Segmentation mask data:
════
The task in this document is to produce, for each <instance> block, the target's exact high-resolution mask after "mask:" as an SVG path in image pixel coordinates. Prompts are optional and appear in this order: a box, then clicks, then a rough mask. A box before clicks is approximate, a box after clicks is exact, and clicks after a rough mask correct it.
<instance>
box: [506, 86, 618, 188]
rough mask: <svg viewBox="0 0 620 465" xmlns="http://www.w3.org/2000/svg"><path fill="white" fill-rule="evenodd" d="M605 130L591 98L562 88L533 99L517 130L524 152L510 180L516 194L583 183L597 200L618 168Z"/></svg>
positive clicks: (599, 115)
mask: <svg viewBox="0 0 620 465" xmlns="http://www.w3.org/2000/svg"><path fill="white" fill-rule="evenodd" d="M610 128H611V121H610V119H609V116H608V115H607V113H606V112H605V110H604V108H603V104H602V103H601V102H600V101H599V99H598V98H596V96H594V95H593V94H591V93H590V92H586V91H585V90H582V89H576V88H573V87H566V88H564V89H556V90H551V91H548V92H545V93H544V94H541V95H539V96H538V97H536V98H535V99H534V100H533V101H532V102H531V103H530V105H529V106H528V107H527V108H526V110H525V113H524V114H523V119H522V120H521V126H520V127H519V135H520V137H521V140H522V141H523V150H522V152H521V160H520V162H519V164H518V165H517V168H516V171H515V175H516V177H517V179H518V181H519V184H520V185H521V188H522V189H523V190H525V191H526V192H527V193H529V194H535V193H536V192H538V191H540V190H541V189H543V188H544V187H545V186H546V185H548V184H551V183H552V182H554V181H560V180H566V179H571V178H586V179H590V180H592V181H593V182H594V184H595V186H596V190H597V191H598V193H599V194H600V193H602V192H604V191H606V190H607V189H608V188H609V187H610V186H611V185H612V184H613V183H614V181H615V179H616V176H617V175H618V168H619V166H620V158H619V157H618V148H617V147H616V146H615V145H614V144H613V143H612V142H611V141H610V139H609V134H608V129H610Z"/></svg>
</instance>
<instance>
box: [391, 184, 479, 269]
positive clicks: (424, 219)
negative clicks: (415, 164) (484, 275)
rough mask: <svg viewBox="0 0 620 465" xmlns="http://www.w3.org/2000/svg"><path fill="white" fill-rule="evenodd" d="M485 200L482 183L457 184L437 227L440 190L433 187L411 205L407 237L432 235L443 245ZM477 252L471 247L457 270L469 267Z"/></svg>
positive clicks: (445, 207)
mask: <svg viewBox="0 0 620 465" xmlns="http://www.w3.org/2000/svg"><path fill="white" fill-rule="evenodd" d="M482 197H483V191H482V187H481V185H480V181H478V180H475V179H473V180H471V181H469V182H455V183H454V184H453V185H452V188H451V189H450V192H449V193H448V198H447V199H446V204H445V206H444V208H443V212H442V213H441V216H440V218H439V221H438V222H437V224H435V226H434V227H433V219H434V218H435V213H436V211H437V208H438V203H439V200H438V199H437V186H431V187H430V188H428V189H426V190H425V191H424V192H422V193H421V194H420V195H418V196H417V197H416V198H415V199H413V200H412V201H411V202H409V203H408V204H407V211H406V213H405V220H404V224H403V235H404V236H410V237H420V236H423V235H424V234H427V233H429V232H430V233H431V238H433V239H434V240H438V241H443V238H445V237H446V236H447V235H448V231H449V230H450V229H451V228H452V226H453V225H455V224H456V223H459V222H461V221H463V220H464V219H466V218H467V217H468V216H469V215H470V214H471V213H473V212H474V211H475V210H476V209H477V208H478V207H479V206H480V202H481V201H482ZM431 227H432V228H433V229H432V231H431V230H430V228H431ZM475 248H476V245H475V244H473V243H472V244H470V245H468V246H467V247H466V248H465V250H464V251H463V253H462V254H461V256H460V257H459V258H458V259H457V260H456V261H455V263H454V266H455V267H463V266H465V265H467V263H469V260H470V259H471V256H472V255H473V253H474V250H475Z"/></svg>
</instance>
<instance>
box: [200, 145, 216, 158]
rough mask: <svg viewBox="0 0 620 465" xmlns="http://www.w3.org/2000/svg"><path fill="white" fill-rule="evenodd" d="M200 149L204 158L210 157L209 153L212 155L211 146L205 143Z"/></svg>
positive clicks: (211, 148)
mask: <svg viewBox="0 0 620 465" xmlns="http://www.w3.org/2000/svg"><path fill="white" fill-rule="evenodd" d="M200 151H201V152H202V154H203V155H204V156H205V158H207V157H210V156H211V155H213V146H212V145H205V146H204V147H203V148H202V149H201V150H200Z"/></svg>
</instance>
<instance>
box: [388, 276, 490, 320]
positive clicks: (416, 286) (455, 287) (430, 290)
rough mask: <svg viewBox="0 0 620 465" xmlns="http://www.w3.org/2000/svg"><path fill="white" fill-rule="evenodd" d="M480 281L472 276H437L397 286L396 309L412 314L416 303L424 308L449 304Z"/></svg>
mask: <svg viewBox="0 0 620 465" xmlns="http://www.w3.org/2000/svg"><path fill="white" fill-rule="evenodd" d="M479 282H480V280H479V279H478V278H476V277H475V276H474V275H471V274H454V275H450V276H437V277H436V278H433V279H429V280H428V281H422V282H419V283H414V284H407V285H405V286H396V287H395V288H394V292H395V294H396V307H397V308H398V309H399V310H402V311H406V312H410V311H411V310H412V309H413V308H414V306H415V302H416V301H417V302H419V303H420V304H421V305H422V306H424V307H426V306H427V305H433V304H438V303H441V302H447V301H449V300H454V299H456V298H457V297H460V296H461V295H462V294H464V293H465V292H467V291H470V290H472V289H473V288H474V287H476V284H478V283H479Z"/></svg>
════
[Directive]
Repeat the data word for word.

[Response box]
The task in this document is to produce, for each <instance> block, the target's exact high-resolution mask after "mask:" as an SVG path in image pixel coordinates. Prompts are optional and appear in this order: a box, then clicks, then a rough mask. A box before clicks is approximate, a box after clicks is exact, and clicks after a rough mask correct it.
<instance>
box: [506, 86, 618, 188]
rough mask: <svg viewBox="0 0 620 465" xmlns="http://www.w3.org/2000/svg"><path fill="white" fill-rule="evenodd" d="M605 130L591 98L562 88L533 99L517 130L524 152L510 180L516 194L583 183L597 200L618 168Z"/></svg>
positive clicks: (599, 115)
mask: <svg viewBox="0 0 620 465" xmlns="http://www.w3.org/2000/svg"><path fill="white" fill-rule="evenodd" d="M610 128H611V121H610V119H609V116H608V115H607V113H606V112H605V110H604V108H603V104H602V103H601V102H600V101H599V99H598V98H596V96H594V95H593V94H591V93H590V92H586V91H585V90H582V89H576V88H573V87H566V88H564V89H556V90H551V91H548V92H545V93H544V94H541V95H539V96H538V97H536V98H535V99H534V100H533V101H532V102H531V103H530V105H529V106H528V107H527V108H526V110H525V113H524V114H523V119H522V120H521V126H520V127H519V135H520V137H521V140H522V141H523V150H522V152H521V160H520V162H519V164H518V165H517V168H516V171H515V175H516V177H517V179H518V181H519V184H520V185H521V188H522V189H523V190H525V191H526V192H527V193H529V194H535V193H536V192H538V191H540V190H541V189H543V188H544V187H545V186H546V185H548V184H551V183H552V182H554V181H560V180H566V179H571V178H586V179H590V180H592V181H593V182H594V184H595V186H596V190H597V191H598V193H599V194H600V193H602V192H604V191H606V190H607V189H608V188H609V187H610V186H611V185H612V184H613V183H614V181H615V179H616V176H617V175H618V168H619V166H620V158H619V157H618V148H617V147H616V146H615V145H614V144H613V143H612V142H611V141H610V139H609V134H608V129H610Z"/></svg>
</instance>
<instance>
box: [391, 184, 479, 269]
positive clicks: (424, 219)
negative clicks: (415, 164) (484, 275)
rough mask: <svg viewBox="0 0 620 465" xmlns="http://www.w3.org/2000/svg"><path fill="white" fill-rule="evenodd" d="M485 200L482 183L457 184L437 227L440 190L433 187L411 205L407 237L432 235L443 245ZM477 252L471 247L457 270L469 267Z"/></svg>
positive clicks: (445, 207)
mask: <svg viewBox="0 0 620 465" xmlns="http://www.w3.org/2000/svg"><path fill="white" fill-rule="evenodd" d="M482 197H483V191H482V187H481V185H480V181H478V180H475V179H473V180H471V181H469V182H455V183H454V184H453V185H452V188H451V189H450V192H449V193H448V198H447V199H446V204H445V206H444V208H443V212H442V213H441V216H440V218H439V221H438V222H437V224H435V226H434V227H433V219H434V218H435V213H436V211H437V208H438V203H439V200H438V199H437V186H431V187H430V188H428V189H426V190H425V191H424V192H422V193H421V194H420V195H418V196H417V197H416V198H415V199H413V200H412V201H411V202H409V203H408V204H407V211H406V213H405V220H404V224H403V235H404V236H410V237H420V236H423V235H424V234H427V233H429V232H430V233H431V238H433V239H434V240H438V241H443V238H445V237H446V236H447V235H448V231H449V230H450V229H451V228H452V226H453V225H455V224H456V223H459V222H461V221H463V220H464V219H466V218H467V217H468V216H469V215H470V214H471V213H473V212H474V211H475V210H476V209H477V208H478V207H479V206H480V202H481V201H482ZM431 227H432V228H433V229H432V231H431V230H430V228H431ZM475 248H476V245H475V244H473V243H472V244H470V245H468V246H467V247H466V248H465V250H464V251H463V253H462V254H461V256H460V257H459V258H458V259H457V260H456V261H455V263H454V266H455V267H463V266H465V265H467V263H469V260H470V259H471V256H472V255H473V253H474V250H475Z"/></svg>
</instance>
<instance>
box: [200, 145, 216, 158]
rough mask: <svg viewBox="0 0 620 465" xmlns="http://www.w3.org/2000/svg"><path fill="white" fill-rule="evenodd" d="M200 149L204 158L210 157L209 153L212 155L211 146L205 143Z"/></svg>
positive clicks: (211, 148)
mask: <svg viewBox="0 0 620 465" xmlns="http://www.w3.org/2000/svg"><path fill="white" fill-rule="evenodd" d="M200 151H201V152H202V154H203V155H204V156H205V158H207V157H210V156H211V155H213V146H212V145H205V146H204V147H203V148H202V149H201V150H200Z"/></svg>
</instance>
<instance>
box: [388, 276, 490, 320]
positive clicks: (416, 286) (455, 287) (430, 290)
rough mask: <svg viewBox="0 0 620 465" xmlns="http://www.w3.org/2000/svg"><path fill="white" fill-rule="evenodd" d="M480 281L472 276H437L397 286L396 309L412 314L416 303L424 308L449 304Z"/></svg>
mask: <svg viewBox="0 0 620 465" xmlns="http://www.w3.org/2000/svg"><path fill="white" fill-rule="evenodd" d="M479 282H480V280H479V279H478V278H476V277H475V276H474V275H471V274H454V275H450V276H437V277H436V278H433V279H429V280H428V281H422V282H419V283H414V284H407V285H405V286H396V287H395V288H394V292H395V294H396V307H397V308H398V309H399V310H402V311H406V312H410V311H411V310H412V309H413V308H414V306H415V302H416V301H417V302H419V303H420V304H421V305H422V306H424V307H426V306H427V305H433V304H438V303H441V302H447V301H449V300H454V299H456V298H457V297H460V296H461V295H462V294H464V293H465V292H467V291H470V290H472V289H473V288H474V287H476V284H478V283H479Z"/></svg>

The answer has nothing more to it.